Please reproduce the passage on health care sharing ministries below, word for word, from "Unlike catastrophic insurance" to "will be covered.".

(Extract):
•••••
Samaritan members, who share about $23 million a month, mail their monthly fees directly to other members facing medical bills, along with notes of support, Lansberry says.
Each ministry works differently, but you can generally expect to pay a monthly membership fee. You may be responsible for all of your own routine and preventive medical costs in addition to paying a set amount before reimbursements kick in.
“In effect, they become sort of like catastrophic programs,” Weldon says. “But that’s true for a lot of plans on the Obamacare exchanges as well.”
Unlike catastrophic insurance plans, there’s no contract with health care sharing ministries, he says. That means there’s no guarantee that your bills will be covered.
“However, most of them have always paid their members when they have medical bills,” Weldon says.
Because there’s no guarantee, and because the ministries limit coverage, Sabrina Corlette has two words for you: “Buyer beware.”
“Read the fine print,” says Corlette, research professor at Georgetown University’s Center on Health Insurance Reforms. “Make sure you truly understand what you’re getting with these plans.”
Coverage caps and covered services
Some of these ministries put dollar limits on coverage, a practice that Obamacare ended for most commercial health plans.
“If you’re fairly young and fairly healthy, you may never face that,” says Janet Coffman, associate professor of health policy at University of California San Francisco. But “some people have catastrophic illnesses that may cost millions of dollars.”
•••••
(Dataset):
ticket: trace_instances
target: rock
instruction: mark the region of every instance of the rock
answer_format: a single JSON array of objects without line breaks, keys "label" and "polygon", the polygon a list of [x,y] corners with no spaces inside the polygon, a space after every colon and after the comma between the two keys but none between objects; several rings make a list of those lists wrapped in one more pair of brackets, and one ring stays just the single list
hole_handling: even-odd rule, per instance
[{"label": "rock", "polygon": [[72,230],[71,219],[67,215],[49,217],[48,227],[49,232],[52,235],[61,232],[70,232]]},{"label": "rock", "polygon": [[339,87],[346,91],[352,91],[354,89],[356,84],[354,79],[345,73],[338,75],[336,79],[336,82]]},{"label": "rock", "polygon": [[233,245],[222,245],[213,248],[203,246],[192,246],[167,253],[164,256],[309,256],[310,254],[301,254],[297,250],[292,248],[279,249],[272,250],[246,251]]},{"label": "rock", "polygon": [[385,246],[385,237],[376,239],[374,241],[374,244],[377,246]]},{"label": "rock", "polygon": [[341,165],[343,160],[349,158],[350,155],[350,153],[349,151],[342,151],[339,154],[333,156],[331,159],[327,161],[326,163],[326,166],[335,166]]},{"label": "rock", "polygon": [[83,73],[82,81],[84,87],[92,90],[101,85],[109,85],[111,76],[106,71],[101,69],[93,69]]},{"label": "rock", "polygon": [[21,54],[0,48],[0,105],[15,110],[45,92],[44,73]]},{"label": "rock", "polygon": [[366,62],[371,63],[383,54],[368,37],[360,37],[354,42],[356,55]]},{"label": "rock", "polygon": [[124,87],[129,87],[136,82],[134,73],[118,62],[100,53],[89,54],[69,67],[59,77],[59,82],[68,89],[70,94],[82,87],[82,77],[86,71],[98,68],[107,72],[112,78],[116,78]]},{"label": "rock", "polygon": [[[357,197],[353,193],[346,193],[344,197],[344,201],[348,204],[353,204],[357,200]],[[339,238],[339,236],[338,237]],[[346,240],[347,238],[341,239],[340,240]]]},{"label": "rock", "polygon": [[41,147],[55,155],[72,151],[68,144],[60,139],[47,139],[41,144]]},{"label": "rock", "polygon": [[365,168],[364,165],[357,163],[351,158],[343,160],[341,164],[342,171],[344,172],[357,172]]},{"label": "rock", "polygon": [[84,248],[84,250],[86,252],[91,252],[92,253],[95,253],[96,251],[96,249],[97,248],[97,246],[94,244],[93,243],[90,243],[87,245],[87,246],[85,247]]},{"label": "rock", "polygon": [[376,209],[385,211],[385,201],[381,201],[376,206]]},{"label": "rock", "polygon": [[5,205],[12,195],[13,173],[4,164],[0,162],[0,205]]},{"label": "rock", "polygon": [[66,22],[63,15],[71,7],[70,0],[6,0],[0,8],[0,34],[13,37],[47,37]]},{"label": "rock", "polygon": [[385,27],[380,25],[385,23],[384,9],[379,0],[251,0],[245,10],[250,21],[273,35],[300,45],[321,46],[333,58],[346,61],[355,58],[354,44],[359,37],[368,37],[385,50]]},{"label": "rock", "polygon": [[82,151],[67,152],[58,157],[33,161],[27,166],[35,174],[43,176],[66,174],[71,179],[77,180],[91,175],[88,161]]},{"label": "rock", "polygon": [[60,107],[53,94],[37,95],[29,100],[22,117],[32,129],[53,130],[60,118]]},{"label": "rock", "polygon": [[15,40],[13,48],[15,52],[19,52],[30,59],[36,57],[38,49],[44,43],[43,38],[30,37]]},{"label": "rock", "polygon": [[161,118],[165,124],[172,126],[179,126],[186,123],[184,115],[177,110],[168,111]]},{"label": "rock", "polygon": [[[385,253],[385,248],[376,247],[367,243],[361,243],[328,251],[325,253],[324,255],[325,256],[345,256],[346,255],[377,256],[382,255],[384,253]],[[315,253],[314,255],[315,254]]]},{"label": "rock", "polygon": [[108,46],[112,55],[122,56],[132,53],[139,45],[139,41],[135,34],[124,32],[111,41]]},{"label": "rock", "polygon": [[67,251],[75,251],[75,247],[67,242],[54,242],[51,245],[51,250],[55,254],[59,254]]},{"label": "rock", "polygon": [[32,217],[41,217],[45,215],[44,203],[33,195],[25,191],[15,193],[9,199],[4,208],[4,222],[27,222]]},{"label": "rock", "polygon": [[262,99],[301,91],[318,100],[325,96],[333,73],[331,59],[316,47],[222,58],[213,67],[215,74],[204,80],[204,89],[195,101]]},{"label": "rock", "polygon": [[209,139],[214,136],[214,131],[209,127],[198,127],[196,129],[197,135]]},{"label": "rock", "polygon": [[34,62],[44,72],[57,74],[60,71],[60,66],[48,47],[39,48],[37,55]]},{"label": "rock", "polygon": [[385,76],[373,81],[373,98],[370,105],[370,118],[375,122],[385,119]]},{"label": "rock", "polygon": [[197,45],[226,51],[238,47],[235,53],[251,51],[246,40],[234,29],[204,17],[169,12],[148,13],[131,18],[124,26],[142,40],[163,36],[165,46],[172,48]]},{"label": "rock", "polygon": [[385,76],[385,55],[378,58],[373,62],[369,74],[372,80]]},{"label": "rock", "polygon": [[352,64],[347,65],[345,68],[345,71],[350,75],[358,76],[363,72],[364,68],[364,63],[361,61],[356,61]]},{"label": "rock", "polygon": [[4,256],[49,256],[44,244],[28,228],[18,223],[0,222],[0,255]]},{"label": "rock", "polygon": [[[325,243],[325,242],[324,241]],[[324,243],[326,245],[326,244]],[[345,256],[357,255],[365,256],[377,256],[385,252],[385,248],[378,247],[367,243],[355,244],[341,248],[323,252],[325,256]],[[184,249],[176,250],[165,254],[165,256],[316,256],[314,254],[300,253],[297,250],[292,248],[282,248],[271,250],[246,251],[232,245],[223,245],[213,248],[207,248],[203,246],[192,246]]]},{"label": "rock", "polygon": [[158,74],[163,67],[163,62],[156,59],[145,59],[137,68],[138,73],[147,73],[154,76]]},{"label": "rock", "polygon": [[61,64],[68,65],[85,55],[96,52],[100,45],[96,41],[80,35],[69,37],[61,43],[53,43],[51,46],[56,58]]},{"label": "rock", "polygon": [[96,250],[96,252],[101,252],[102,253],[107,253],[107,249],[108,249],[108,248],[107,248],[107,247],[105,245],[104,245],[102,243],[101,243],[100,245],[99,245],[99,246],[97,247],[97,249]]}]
•••••
(Completed task):
Unlike catastrophic insurance plans, there’s no contract with health care sharing ministries, he says. That means there’s no guarantee that your bills will be covered.